• TASK PROMPT: Please repeat each entry. Match every word exactly.

═══

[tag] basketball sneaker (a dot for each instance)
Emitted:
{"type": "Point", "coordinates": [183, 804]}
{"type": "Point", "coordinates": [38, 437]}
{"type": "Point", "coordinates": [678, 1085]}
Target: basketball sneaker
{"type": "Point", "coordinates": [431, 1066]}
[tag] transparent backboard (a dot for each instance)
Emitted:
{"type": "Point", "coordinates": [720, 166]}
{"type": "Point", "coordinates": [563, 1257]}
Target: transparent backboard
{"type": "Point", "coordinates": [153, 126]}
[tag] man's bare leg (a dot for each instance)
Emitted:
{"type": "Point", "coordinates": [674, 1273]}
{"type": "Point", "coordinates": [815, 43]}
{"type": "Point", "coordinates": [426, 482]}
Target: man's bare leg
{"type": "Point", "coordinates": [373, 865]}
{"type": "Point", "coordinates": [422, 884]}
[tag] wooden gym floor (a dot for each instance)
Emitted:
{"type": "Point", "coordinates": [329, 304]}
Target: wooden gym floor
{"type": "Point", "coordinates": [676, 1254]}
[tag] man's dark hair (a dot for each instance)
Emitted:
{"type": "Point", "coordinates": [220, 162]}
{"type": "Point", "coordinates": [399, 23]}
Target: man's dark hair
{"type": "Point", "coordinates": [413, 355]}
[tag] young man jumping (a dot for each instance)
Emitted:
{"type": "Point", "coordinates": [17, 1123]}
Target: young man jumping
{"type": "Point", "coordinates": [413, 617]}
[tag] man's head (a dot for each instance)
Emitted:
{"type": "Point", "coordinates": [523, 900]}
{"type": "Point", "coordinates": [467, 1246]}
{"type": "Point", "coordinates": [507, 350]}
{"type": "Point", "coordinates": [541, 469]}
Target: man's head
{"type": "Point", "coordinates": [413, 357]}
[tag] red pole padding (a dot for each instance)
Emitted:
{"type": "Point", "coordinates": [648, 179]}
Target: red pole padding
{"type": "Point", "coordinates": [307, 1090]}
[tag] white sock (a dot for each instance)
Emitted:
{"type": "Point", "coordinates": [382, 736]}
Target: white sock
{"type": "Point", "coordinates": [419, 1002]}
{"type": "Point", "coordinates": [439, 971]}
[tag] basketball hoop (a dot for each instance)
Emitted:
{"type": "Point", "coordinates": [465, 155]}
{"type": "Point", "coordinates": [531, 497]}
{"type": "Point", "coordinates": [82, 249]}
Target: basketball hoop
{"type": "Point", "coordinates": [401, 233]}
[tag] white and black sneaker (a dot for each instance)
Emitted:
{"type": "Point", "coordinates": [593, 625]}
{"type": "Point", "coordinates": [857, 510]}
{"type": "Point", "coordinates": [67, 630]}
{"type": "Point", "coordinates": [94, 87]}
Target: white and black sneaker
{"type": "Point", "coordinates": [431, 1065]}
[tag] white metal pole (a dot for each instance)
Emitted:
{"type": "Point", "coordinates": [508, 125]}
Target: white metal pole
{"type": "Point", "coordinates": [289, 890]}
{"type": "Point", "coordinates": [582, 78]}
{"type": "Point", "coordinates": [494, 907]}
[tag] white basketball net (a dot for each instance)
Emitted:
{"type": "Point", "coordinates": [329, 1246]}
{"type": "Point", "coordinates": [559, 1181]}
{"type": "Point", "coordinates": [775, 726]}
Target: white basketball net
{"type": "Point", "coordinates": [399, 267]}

═══

• WRITTEN ANSWER:
[tag] basketball sneaker (a dot for each instance)
Emitted:
{"type": "Point", "coordinates": [183, 804]}
{"type": "Point", "coordinates": [38, 437]}
{"type": "Point", "coordinates": [678, 1085]}
Target: basketball sneaker
{"type": "Point", "coordinates": [431, 1066]}
[tag] transparent backboard (a dot for each instance)
Emitted:
{"type": "Point", "coordinates": [720, 166]}
{"type": "Point", "coordinates": [563, 1257]}
Target: transparent backboard
{"type": "Point", "coordinates": [153, 126]}
[tag] man's bare leg (a dot for each instance)
Emitted:
{"type": "Point", "coordinates": [674, 1273]}
{"type": "Point", "coordinates": [815, 43]}
{"type": "Point", "coordinates": [426, 482]}
Target: man's bare leg
{"type": "Point", "coordinates": [373, 865]}
{"type": "Point", "coordinates": [422, 884]}
[tag] wooden gym floor (a dot for each instance)
Emitted:
{"type": "Point", "coordinates": [329, 304]}
Target: wooden gym floor
{"type": "Point", "coordinates": [676, 1254]}
[tag] man's dark hair (a dot for each instance)
Emitted:
{"type": "Point", "coordinates": [220, 162]}
{"type": "Point", "coordinates": [399, 23]}
Target: man's dark hair
{"type": "Point", "coordinates": [413, 355]}
[tag] young man jumping (a dot for each instance)
Emitted:
{"type": "Point", "coordinates": [17, 1123]}
Target: young man jumping
{"type": "Point", "coordinates": [413, 617]}
[tag] man's head (a dot for each instance)
Emitted:
{"type": "Point", "coordinates": [523, 900]}
{"type": "Point", "coordinates": [467, 1246]}
{"type": "Point", "coordinates": [507, 350]}
{"type": "Point", "coordinates": [541, 469]}
Target: man's head
{"type": "Point", "coordinates": [413, 357]}
[tag] red pole padding (a dot for each instance)
Emitted:
{"type": "Point", "coordinates": [648, 179]}
Target: red pole padding
{"type": "Point", "coordinates": [307, 1090]}
[tag] white sock (a dot for each instance)
Emitted:
{"type": "Point", "coordinates": [382, 736]}
Target: white sock
{"type": "Point", "coordinates": [419, 1002]}
{"type": "Point", "coordinates": [439, 971]}
[tag] basketball hoop (a dot for each instance)
Emitted:
{"type": "Point", "coordinates": [465, 155]}
{"type": "Point", "coordinates": [531, 497]}
{"type": "Point", "coordinates": [82, 249]}
Target: basketball hoop
{"type": "Point", "coordinates": [401, 233]}
[tag] white and black sneaker (a dot for each instance)
Emitted:
{"type": "Point", "coordinates": [593, 625]}
{"type": "Point", "coordinates": [857, 510]}
{"type": "Point", "coordinates": [67, 630]}
{"type": "Point", "coordinates": [94, 87]}
Target: white and black sneaker
{"type": "Point", "coordinates": [431, 1065]}
[tag] white metal pole (a dot for each instance)
Emitted:
{"type": "Point", "coordinates": [508, 125]}
Target: white metal pole
{"type": "Point", "coordinates": [289, 890]}
{"type": "Point", "coordinates": [582, 78]}
{"type": "Point", "coordinates": [494, 907]}
[tag] white basketball net (a dot for each instance)
Emitted:
{"type": "Point", "coordinates": [329, 1246]}
{"type": "Point", "coordinates": [559, 1181]}
{"type": "Point", "coordinates": [775, 726]}
Target: white basketball net
{"type": "Point", "coordinates": [399, 267]}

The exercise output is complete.